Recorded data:
>> START
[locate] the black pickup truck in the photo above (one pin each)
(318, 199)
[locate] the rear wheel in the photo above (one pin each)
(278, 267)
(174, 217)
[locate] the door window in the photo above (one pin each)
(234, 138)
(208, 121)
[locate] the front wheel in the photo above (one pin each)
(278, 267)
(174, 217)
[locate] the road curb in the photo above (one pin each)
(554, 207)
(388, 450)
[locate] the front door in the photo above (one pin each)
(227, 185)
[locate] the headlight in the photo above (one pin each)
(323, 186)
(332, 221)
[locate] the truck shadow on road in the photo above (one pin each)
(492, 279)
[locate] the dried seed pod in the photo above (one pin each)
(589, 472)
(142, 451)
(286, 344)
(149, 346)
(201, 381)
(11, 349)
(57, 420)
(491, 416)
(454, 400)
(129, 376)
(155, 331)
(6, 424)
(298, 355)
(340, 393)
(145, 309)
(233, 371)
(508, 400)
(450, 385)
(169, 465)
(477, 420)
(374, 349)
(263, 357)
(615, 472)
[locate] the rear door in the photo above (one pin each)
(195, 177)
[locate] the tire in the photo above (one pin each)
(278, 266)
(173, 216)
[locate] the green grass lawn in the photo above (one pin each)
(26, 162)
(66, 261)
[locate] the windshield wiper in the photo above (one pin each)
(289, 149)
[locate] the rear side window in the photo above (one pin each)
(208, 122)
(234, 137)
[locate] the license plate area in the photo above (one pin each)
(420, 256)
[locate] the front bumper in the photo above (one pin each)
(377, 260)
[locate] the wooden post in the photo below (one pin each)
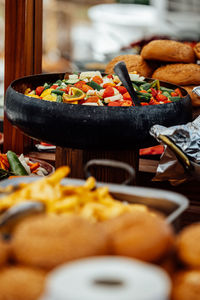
(23, 56)
(76, 160)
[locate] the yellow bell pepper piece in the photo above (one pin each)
(46, 92)
(34, 96)
(50, 98)
(27, 91)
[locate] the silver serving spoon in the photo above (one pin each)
(196, 90)
(122, 72)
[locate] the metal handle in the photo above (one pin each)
(196, 90)
(122, 72)
(183, 159)
(113, 164)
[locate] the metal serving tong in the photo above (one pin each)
(16, 213)
(191, 168)
(122, 72)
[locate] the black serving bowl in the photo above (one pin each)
(89, 127)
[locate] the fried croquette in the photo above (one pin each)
(180, 74)
(138, 234)
(197, 50)
(195, 99)
(188, 245)
(3, 253)
(167, 50)
(21, 283)
(50, 240)
(186, 285)
(133, 63)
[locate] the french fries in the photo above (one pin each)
(85, 201)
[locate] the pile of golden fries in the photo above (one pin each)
(95, 204)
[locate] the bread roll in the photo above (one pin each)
(197, 50)
(180, 74)
(167, 50)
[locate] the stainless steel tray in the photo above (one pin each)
(169, 203)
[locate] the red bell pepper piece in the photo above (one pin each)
(126, 96)
(178, 91)
(127, 103)
(54, 86)
(121, 89)
(109, 92)
(79, 84)
(97, 79)
(39, 90)
(154, 92)
(153, 101)
(115, 103)
(161, 97)
(174, 94)
(92, 99)
(34, 166)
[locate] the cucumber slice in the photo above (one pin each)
(94, 85)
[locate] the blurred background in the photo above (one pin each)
(86, 34)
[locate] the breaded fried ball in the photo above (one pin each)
(167, 50)
(180, 74)
(186, 285)
(195, 99)
(197, 50)
(188, 245)
(133, 63)
(50, 240)
(139, 234)
(21, 283)
(3, 252)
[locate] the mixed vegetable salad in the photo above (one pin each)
(12, 165)
(91, 88)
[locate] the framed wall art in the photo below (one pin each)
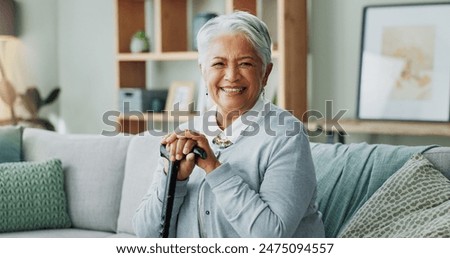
(405, 63)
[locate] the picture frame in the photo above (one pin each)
(405, 63)
(181, 96)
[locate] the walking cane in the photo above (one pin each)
(169, 192)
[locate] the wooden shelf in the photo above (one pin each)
(383, 127)
(169, 56)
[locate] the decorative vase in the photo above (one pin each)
(139, 42)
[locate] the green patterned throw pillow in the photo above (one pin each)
(414, 202)
(32, 196)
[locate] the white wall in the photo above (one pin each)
(335, 38)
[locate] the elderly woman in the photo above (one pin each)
(258, 178)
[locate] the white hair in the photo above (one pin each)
(241, 22)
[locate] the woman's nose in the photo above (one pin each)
(232, 74)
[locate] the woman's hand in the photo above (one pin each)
(180, 146)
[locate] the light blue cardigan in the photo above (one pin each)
(265, 187)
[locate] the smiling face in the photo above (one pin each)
(234, 73)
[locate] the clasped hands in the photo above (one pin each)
(180, 146)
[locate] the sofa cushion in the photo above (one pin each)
(11, 143)
(93, 167)
(142, 158)
(32, 196)
(414, 202)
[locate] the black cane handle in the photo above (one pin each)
(199, 152)
(169, 192)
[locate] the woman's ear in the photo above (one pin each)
(267, 73)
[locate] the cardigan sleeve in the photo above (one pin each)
(147, 219)
(285, 194)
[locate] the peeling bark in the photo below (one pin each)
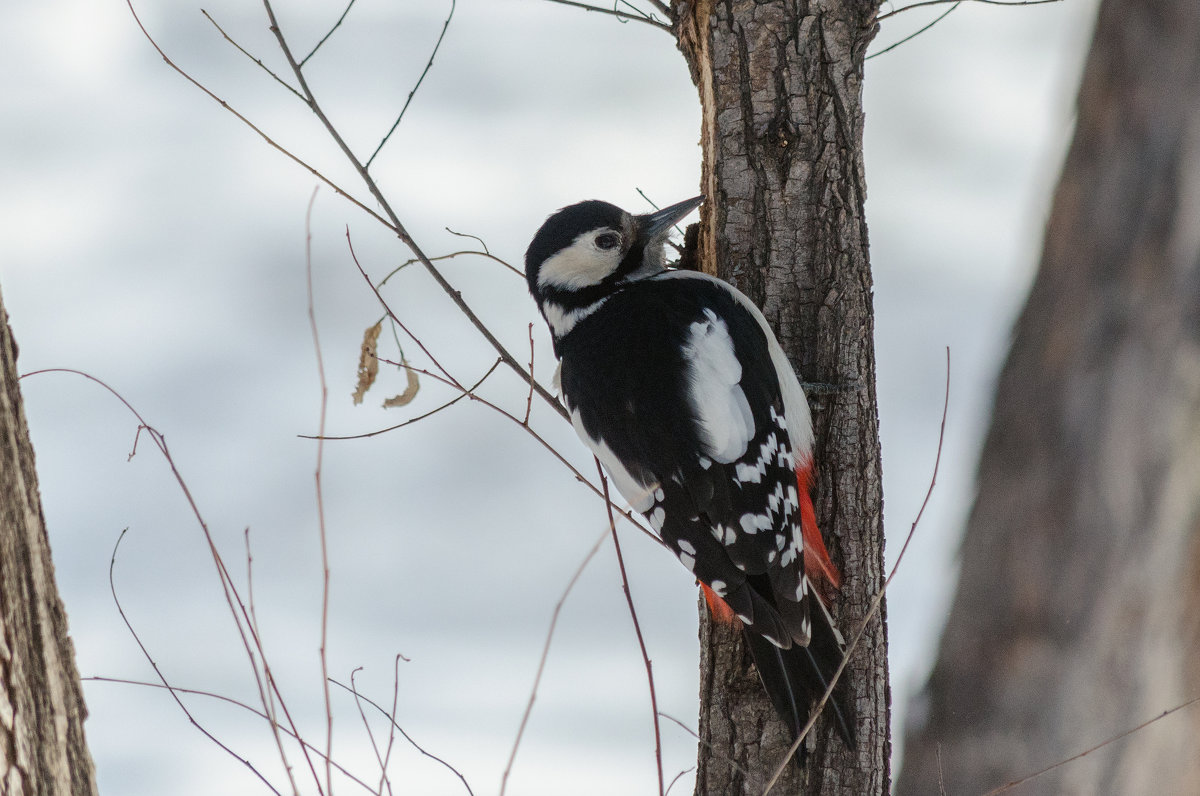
(780, 87)
(42, 748)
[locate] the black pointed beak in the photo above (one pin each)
(654, 223)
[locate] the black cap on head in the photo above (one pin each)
(563, 227)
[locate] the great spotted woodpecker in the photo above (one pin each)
(678, 385)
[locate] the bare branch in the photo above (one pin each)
(231, 700)
(246, 121)
(321, 498)
(269, 705)
(637, 627)
(171, 689)
(987, 3)
(256, 60)
(395, 223)
(238, 610)
(1091, 749)
(412, 420)
(325, 37)
(481, 241)
(417, 85)
(391, 717)
(366, 725)
(621, 15)
(450, 256)
(545, 653)
(911, 36)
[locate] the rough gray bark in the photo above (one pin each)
(42, 748)
(1075, 615)
(780, 85)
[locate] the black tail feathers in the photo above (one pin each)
(796, 678)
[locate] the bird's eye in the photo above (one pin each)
(607, 240)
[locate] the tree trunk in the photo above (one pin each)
(1075, 615)
(780, 87)
(42, 748)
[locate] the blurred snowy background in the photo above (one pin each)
(154, 241)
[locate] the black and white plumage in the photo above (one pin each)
(677, 383)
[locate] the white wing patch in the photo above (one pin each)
(796, 406)
(640, 496)
(714, 372)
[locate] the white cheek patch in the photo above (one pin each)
(580, 264)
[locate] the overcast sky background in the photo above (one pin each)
(154, 241)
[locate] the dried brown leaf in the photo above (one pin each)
(409, 391)
(369, 363)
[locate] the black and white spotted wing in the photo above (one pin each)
(717, 482)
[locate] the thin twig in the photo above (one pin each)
(246, 121)
(450, 256)
(730, 761)
(529, 398)
(987, 3)
(1090, 750)
(325, 37)
(420, 417)
(879, 596)
(222, 698)
(171, 689)
(233, 598)
(391, 717)
(256, 60)
(621, 15)
(415, 85)
(545, 654)
(637, 626)
(267, 670)
(321, 497)
(911, 36)
(396, 226)
(391, 315)
(391, 725)
(366, 725)
(481, 241)
(677, 778)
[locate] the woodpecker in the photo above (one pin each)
(678, 385)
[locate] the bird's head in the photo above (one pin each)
(587, 250)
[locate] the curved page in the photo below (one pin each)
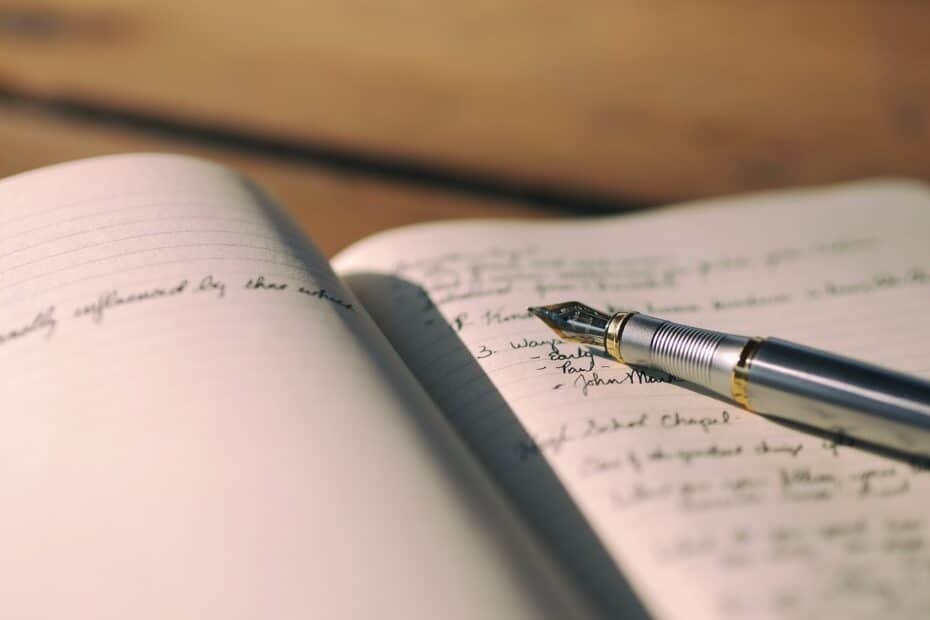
(199, 421)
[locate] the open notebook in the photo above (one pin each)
(203, 418)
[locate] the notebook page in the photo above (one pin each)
(200, 422)
(709, 511)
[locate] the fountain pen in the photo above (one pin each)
(781, 379)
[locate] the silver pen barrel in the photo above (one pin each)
(815, 388)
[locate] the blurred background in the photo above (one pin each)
(362, 114)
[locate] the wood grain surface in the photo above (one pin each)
(623, 98)
(334, 208)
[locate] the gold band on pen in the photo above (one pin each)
(612, 337)
(740, 381)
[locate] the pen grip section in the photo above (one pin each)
(701, 356)
(840, 395)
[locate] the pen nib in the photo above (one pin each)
(574, 321)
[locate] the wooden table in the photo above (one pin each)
(406, 111)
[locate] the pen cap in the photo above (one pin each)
(840, 395)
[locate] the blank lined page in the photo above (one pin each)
(709, 511)
(199, 421)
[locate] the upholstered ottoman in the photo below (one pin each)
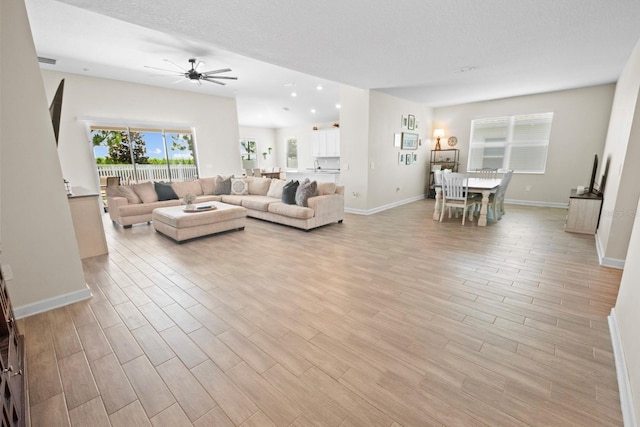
(180, 225)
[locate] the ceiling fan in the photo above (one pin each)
(194, 75)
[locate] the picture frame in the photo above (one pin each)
(409, 141)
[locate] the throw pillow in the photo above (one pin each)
(165, 191)
(239, 187)
(184, 187)
(326, 188)
(123, 191)
(258, 186)
(275, 188)
(146, 191)
(289, 192)
(304, 191)
(208, 185)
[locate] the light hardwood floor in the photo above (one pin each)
(391, 319)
>> END
#### Problem to solve
The required output is the lines from the one containing "[locate] the notebook" through the end of the records above, reproduced exactly, with no pictures.

#### Task result
[locate] the notebook page in the photo above (one pin each)
(200, 422)
(709, 511)
[locate] the fountain pen in the photo above (one pin each)
(781, 379)
[locate] the silver pen barrel in the photo above (one pin each)
(815, 388)
[locate] the blurred background in the photo above (one pin each)
(362, 114)
[locate] the wood grain surface in the photo above (one pin each)
(623, 98)
(334, 208)
[locate] the gold band on pen in the photo above (one pin each)
(612, 337)
(740, 381)
[locate] the pen grip section in the photo above (one pin each)
(701, 356)
(840, 395)
[locate] the pen nib in the photo above (one pin each)
(574, 321)
[locate] the wooden table in the photo above (one pin each)
(406, 111)
[locate] the pen cap in the photo above (one pin each)
(840, 395)
[locate] the blank lined page in the photo above (one pin each)
(709, 511)
(199, 421)
[locate] the upholstered ottoman in the photo below (one pin each)
(180, 225)
[locate] the ceiling fan in the photo above (one pin each)
(194, 75)
[locate] the picture frame in the photo above (one pin each)
(409, 141)
[locate] the throw pillow in the photo above (one pin each)
(165, 191)
(239, 187)
(184, 187)
(326, 188)
(123, 191)
(258, 186)
(275, 188)
(146, 191)
(289, 192)
(304, 191)
(208, 185)
[locate] the light hardwood floor in the photo above (one pin each)
(391, 319)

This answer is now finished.